What is expected
Copy the records below word for word. Begin at the start of the records and stop after the line that contains "point(61, 148)".

Labeled-object pointing entries
····················
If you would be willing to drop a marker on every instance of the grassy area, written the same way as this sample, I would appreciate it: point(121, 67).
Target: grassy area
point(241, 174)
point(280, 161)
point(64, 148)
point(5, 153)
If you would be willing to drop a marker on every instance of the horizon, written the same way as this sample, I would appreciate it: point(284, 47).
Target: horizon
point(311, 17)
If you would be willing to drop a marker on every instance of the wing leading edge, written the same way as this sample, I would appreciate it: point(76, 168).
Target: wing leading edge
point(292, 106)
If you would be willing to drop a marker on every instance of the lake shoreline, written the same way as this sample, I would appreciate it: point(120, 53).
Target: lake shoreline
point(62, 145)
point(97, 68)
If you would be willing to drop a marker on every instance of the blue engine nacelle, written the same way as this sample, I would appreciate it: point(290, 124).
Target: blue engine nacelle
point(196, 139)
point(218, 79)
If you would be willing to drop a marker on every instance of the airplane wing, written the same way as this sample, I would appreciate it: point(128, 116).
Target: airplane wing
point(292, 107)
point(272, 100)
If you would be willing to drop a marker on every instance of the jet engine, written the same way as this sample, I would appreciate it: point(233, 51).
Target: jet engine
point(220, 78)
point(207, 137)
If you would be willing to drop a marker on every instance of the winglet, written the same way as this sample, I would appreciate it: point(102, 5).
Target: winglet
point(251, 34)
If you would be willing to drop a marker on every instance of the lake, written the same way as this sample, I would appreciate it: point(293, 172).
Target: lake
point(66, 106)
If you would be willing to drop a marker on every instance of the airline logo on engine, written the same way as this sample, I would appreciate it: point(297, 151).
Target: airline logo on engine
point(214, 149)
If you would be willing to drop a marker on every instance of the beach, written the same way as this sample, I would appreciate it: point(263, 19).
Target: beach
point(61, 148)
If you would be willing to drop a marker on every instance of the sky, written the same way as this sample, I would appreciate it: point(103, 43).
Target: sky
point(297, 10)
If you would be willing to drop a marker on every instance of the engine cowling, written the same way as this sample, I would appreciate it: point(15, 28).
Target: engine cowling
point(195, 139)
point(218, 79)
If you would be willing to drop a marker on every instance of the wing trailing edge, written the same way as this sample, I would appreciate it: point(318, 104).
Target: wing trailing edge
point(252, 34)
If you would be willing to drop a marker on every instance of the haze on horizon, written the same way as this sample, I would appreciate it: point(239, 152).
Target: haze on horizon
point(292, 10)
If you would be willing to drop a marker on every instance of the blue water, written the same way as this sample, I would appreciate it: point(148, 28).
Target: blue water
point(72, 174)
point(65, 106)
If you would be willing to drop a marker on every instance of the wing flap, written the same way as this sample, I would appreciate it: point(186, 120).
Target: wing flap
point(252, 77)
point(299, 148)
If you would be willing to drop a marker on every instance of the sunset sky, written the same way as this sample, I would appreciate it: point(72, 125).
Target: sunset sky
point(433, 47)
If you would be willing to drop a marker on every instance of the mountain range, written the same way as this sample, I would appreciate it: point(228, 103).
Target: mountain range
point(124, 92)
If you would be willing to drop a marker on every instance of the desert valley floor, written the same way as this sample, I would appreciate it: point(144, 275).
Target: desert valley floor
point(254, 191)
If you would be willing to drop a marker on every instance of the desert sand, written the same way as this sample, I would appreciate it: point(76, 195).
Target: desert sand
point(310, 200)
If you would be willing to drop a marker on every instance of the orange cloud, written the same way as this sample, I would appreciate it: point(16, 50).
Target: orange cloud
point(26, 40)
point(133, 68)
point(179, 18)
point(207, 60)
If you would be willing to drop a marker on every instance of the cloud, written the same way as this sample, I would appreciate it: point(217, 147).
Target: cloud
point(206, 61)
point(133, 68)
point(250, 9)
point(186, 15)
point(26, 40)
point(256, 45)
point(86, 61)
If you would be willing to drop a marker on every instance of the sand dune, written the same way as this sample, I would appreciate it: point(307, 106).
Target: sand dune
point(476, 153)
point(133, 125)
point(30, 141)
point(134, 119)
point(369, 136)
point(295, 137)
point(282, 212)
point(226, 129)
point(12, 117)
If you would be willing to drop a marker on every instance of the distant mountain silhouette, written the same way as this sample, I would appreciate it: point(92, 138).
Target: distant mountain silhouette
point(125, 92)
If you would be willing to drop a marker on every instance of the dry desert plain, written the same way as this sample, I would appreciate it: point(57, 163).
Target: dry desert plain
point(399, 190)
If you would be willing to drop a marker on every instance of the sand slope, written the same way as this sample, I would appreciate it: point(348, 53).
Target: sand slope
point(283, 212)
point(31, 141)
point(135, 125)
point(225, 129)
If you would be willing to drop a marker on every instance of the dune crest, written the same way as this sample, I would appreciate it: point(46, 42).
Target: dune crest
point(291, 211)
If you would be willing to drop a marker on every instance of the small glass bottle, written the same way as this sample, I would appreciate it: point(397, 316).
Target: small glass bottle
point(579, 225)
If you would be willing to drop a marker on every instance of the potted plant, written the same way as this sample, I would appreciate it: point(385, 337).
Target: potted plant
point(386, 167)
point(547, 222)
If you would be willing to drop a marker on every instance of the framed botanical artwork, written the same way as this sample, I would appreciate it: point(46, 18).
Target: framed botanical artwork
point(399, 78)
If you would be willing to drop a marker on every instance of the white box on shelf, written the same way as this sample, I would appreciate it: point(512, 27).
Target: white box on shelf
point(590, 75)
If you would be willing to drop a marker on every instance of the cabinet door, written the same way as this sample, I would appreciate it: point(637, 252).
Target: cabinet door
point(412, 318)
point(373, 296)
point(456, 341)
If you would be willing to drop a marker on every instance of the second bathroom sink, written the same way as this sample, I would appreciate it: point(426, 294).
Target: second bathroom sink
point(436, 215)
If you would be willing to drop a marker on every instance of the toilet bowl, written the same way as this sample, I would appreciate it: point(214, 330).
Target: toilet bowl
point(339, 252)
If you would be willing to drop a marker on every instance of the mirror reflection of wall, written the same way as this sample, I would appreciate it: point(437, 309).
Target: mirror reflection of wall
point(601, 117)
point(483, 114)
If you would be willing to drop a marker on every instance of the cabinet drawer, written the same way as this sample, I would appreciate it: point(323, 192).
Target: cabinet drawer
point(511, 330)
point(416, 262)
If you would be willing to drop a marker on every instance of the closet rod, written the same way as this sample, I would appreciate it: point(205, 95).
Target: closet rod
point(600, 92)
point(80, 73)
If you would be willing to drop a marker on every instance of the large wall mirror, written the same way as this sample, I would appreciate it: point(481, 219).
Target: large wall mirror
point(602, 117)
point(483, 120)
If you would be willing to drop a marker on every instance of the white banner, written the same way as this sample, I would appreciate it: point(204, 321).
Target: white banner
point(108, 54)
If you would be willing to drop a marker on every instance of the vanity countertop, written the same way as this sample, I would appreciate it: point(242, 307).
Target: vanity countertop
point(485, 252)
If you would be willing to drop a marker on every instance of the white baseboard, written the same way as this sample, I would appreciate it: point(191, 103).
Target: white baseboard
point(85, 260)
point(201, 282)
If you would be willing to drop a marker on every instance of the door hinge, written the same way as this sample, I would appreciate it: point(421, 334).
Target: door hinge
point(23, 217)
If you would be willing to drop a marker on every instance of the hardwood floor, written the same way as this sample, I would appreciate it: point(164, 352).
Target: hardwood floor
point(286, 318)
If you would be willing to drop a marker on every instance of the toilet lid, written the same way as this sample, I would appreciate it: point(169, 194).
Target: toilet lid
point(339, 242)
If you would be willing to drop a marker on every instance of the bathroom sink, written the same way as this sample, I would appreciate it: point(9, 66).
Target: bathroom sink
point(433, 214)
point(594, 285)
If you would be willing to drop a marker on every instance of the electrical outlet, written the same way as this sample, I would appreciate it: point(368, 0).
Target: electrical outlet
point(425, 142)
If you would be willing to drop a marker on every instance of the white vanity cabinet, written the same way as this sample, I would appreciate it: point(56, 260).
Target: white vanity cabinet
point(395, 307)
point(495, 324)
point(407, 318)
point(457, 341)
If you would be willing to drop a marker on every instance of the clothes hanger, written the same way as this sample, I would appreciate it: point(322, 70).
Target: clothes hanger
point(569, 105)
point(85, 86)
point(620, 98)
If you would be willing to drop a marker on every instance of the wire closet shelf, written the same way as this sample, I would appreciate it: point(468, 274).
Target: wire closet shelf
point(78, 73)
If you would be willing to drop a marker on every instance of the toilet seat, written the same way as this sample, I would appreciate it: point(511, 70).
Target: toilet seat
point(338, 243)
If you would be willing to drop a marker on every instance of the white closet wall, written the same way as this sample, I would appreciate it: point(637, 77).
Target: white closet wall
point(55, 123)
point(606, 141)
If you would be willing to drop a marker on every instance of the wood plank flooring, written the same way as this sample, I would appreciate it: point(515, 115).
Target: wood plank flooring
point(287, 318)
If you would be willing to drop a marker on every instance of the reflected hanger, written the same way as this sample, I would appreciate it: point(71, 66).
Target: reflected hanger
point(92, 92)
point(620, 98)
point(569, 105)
····················
Written solution
If you would be willing to drop a marker on every instance of the grassy area, written the same way as this sample, I would appreciate it: point(121, 67).
Target: grassy area
point(241, 174)
point(280, 161)
point(64, 148)
point(5, 153)
If you would be willing to drop a marker on every instance of the horizon, written the same way as this sample, I would appreciate it: point(284, 47).
Target: horizon
point(311, 17)
If you would be willing to drop a marker on every instance of the wing leading edge, written the same way as this sample, I would appreciate it: point(76, 168).
Target: wing leading edge
point(292, 106)
If you would be willing to drop a marker on every instance of the lake shoreline, written the same way as this sample, I would appreciate it: point(120, 53).
Target: lake shoreline
point(62, 145)
point(97, 68)
If you would be willing to drop a marker on every instance of the blue engine nacelle, written the same way as this sample, I would appreciate it: point(290, 124).
Target: blue engine nacelle
point(196, 139)
point(218, 79)
If you would be willing to drop a marker on every instance of the airplane wing, written the same way as this sample, I would appreciate it: point(128, 116).
Target: airplane wing
point(292, 107)
point(272, 100)
If you would be willing to drop a marker on every instance of the jet engine, written the same way as this sample, I would appreciate it: point(233, 51).
Target: jet engine
point(220, 78)
point(207, 137)
If you would be willing to drop a marker on every instance of the winglet, written the same way as this sample, I would appreciate it: point(102, 5).
Target: winglet
point(251, 34)
If you would be willing to drop a marker on every instance of the lake, written the same way as this sample, I would appreciate it: point(293, 172).
Target: lake
point(66, 106)
If you would be willing to drop a marker on every instance of the airline logo on engine, written the same way as this sample, I would appreciate it: point(297, 151).
Target: airline logo on engine
point(214, 149)
If you would be willing to drop a marker on every instance of the beach, written the same way as this sample, I would appreciate it: point(263, 19).
Target: beach
point(61, 148)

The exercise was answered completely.